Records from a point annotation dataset
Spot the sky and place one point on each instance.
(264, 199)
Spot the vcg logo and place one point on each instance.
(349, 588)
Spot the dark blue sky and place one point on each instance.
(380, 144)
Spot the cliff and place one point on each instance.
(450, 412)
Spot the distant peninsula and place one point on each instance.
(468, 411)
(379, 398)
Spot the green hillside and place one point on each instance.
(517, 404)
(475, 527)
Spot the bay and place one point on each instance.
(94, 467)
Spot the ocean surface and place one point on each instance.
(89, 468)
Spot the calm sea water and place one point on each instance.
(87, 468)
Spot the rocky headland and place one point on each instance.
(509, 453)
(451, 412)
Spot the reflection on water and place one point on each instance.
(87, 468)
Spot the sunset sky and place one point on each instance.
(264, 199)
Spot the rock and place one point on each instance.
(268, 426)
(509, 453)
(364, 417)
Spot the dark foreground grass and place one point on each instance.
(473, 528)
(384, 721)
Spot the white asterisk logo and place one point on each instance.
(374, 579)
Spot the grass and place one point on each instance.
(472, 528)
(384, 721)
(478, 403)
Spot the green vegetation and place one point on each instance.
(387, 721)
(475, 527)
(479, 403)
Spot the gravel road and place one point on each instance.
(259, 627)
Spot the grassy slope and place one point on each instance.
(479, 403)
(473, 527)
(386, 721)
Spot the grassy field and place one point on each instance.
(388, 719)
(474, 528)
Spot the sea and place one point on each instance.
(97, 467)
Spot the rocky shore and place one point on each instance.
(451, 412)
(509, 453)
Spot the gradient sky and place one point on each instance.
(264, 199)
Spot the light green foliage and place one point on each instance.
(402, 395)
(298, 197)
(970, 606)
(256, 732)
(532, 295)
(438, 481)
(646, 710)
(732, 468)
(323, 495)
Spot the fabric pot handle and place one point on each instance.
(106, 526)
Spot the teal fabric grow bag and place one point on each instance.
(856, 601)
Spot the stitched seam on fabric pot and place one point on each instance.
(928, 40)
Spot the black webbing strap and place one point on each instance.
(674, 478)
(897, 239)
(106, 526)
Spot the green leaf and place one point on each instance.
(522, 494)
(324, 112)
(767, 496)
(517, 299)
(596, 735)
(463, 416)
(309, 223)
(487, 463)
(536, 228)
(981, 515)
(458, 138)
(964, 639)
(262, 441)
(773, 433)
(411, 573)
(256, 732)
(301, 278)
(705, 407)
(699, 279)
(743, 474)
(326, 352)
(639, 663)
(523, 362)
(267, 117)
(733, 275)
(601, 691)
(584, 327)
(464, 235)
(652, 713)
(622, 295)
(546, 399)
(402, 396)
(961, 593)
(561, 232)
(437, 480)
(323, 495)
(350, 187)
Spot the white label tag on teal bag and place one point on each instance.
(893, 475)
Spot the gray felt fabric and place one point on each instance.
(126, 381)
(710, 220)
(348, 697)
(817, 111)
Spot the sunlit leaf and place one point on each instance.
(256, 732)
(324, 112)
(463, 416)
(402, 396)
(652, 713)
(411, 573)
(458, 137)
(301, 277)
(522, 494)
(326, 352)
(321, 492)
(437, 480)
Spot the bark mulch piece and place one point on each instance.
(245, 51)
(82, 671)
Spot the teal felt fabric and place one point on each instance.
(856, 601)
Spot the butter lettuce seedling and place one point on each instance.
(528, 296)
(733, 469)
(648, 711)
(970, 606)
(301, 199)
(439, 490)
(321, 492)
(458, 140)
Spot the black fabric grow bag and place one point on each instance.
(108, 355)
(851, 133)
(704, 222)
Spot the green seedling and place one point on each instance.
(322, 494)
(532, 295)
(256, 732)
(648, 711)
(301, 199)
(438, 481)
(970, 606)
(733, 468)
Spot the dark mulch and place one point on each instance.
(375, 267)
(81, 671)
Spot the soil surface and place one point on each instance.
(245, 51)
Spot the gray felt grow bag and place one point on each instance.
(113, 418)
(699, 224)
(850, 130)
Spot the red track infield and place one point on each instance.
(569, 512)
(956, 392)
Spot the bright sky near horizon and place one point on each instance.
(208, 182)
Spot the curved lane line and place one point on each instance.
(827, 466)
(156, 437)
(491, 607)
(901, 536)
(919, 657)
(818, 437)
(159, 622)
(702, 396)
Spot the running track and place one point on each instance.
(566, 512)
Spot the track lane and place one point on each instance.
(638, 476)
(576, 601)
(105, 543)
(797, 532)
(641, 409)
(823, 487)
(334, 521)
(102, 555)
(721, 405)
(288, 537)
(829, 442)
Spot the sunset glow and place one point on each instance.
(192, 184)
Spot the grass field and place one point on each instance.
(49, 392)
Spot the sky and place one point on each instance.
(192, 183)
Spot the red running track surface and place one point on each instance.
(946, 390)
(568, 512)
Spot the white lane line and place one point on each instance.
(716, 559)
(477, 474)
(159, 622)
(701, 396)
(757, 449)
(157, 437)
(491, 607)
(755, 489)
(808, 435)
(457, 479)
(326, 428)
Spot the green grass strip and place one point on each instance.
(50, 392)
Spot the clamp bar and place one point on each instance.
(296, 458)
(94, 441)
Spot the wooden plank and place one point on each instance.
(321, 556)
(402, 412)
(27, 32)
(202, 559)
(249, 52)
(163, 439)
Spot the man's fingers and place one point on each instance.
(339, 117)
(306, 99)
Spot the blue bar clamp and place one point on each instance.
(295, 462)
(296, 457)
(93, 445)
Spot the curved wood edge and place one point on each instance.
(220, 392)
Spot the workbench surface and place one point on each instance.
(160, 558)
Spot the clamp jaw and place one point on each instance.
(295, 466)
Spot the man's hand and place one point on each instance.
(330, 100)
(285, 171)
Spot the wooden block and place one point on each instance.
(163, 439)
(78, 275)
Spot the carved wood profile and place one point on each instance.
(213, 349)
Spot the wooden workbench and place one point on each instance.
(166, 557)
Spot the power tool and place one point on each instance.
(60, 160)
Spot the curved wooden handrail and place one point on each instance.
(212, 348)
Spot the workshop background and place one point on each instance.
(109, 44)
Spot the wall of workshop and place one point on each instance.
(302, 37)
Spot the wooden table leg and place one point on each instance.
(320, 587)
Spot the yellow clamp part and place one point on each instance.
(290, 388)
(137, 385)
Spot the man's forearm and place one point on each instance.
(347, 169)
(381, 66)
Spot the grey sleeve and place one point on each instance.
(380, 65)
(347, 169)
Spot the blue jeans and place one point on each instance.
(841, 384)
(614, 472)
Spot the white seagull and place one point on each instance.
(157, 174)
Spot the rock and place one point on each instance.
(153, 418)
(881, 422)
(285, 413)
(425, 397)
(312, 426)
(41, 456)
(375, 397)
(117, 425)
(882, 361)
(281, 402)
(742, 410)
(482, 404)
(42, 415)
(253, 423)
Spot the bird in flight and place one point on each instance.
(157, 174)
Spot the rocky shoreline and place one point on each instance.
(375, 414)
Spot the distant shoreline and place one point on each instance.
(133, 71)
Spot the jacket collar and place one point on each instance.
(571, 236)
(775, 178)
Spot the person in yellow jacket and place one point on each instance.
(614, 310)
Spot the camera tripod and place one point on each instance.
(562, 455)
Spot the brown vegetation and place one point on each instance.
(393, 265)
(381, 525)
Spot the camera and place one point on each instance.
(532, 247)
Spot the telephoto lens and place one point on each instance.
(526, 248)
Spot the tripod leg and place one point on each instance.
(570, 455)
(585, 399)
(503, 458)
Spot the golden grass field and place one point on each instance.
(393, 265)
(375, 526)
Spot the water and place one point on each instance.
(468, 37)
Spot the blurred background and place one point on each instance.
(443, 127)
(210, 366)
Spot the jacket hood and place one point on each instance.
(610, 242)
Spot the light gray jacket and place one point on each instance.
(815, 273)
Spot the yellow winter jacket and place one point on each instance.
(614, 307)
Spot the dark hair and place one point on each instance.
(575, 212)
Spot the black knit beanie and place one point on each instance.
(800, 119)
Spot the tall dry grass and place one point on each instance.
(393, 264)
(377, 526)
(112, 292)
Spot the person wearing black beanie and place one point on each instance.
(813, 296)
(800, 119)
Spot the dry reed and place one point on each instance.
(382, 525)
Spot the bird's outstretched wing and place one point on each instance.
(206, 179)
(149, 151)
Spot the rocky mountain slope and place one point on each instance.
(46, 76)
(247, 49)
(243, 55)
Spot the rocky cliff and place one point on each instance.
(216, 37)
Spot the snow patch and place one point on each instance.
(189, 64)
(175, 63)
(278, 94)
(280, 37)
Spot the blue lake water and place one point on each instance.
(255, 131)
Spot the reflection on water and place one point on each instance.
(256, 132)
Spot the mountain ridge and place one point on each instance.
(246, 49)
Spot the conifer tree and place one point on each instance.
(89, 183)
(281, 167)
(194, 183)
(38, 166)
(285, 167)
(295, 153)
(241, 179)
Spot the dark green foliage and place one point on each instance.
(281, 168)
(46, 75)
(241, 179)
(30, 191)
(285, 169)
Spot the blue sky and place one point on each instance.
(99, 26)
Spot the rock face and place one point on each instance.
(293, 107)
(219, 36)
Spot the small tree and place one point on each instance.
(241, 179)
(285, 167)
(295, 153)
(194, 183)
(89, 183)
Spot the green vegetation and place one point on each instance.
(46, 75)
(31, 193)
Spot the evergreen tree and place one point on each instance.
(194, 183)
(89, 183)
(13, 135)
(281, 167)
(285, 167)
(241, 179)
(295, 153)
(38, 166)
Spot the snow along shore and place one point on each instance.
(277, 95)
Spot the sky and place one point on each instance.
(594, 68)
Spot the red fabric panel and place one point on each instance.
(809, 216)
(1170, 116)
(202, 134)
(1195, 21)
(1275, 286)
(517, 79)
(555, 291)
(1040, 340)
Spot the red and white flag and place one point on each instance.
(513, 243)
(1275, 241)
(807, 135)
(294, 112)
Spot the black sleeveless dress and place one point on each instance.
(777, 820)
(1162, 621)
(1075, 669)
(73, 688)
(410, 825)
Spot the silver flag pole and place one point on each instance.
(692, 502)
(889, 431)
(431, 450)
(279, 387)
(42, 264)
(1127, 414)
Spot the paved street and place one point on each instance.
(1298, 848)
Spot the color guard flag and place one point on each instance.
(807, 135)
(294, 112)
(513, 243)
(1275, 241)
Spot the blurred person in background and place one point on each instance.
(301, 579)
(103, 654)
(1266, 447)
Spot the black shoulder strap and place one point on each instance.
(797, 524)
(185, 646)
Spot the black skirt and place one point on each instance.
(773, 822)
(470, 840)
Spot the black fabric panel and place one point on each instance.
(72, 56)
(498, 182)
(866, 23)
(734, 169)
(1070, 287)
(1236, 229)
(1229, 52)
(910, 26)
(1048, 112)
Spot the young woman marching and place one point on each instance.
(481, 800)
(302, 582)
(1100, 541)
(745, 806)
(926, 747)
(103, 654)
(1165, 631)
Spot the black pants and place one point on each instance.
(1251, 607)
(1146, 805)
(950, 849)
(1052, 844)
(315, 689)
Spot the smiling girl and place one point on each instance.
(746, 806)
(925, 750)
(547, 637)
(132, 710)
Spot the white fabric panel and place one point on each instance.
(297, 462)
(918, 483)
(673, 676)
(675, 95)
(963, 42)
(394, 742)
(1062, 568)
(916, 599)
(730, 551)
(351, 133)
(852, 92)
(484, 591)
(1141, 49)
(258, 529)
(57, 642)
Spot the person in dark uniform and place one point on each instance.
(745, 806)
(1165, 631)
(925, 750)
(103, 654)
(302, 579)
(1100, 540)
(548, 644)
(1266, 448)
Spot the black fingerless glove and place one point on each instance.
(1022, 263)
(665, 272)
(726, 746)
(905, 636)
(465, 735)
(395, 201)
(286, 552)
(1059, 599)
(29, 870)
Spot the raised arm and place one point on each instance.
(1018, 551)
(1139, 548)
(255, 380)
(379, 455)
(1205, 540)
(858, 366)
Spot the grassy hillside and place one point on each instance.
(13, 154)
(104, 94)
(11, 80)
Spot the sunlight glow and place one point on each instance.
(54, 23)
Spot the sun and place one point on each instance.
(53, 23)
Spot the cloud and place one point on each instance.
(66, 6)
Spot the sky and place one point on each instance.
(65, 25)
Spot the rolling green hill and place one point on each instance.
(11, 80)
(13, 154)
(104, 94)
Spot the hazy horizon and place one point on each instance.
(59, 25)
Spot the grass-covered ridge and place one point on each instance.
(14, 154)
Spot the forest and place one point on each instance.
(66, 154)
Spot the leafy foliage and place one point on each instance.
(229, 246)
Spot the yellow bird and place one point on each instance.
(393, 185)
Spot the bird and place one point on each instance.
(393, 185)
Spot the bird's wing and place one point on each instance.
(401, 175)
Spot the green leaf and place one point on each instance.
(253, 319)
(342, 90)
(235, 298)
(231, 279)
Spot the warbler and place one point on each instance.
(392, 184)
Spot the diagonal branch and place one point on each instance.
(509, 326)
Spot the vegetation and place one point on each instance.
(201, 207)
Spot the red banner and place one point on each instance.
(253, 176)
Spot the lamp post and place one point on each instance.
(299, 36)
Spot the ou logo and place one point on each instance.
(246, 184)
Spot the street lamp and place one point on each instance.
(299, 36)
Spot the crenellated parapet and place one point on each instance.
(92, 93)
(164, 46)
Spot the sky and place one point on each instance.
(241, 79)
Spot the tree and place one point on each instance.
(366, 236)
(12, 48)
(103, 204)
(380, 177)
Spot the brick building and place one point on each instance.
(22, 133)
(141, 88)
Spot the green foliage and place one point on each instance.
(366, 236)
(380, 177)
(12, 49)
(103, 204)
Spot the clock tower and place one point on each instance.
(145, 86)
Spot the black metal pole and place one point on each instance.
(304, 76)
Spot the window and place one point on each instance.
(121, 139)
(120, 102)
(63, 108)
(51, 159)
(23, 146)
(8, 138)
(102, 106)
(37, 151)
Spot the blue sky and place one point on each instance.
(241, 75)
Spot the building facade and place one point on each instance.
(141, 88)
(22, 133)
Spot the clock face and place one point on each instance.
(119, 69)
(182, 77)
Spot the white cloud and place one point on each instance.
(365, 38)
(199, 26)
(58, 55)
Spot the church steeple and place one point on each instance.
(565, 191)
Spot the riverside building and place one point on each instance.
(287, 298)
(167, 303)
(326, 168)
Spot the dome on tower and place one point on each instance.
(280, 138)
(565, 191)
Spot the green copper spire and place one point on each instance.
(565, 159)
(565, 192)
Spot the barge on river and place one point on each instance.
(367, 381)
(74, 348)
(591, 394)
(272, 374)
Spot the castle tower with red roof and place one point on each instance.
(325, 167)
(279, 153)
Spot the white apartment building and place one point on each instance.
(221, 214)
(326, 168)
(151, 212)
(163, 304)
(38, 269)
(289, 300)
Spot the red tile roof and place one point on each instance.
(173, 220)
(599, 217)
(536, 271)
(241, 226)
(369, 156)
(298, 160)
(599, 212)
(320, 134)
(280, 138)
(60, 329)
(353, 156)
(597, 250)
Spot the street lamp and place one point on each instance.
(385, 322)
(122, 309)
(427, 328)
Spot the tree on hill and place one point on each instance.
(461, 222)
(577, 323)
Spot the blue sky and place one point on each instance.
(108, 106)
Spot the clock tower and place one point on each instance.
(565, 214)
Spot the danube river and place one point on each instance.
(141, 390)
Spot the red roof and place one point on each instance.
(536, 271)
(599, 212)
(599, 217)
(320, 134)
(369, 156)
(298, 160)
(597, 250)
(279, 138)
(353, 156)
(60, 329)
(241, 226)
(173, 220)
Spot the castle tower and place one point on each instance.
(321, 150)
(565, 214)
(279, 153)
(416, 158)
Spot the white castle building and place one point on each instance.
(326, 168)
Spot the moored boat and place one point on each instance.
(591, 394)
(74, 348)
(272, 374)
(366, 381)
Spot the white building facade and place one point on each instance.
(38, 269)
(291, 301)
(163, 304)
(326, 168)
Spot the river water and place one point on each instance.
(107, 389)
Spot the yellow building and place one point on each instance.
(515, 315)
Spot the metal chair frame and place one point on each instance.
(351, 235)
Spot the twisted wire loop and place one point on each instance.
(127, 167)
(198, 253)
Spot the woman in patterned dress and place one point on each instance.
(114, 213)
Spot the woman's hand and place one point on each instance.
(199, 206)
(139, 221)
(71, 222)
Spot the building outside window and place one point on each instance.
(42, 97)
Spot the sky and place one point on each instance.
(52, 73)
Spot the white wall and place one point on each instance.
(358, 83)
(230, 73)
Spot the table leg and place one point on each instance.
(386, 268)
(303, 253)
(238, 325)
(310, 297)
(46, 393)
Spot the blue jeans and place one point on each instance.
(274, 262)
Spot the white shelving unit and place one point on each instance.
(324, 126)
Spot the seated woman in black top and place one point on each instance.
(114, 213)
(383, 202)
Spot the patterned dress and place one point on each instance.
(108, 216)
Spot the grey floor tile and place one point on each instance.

### AIM OF THE EXERCISE
Repeat, word for word, every line from the one containing "Spot the white wall" through the last line of the records, including both of those lines.

### THE RESULT
Spot the white wall and place one point on each instance.
(358, 83)
(230, 73)
Spot the table leg and place one point on each instance.
(386, 268)
(303, 253)
(238, 325)
(310, 297)
(46, 393)
Spot the blue jeans and place one point on each instance.
(274, 262)
Spot the white shelving unit and place one point on each instance.
(324, 126)
Spot the seated woman in black top and place one point on each instance.
(114, 213)
(383, 202)
Spot the patterned dress and place one point on each instance.
(108, 216)
Spot the grey floor tile and place one point on each instance.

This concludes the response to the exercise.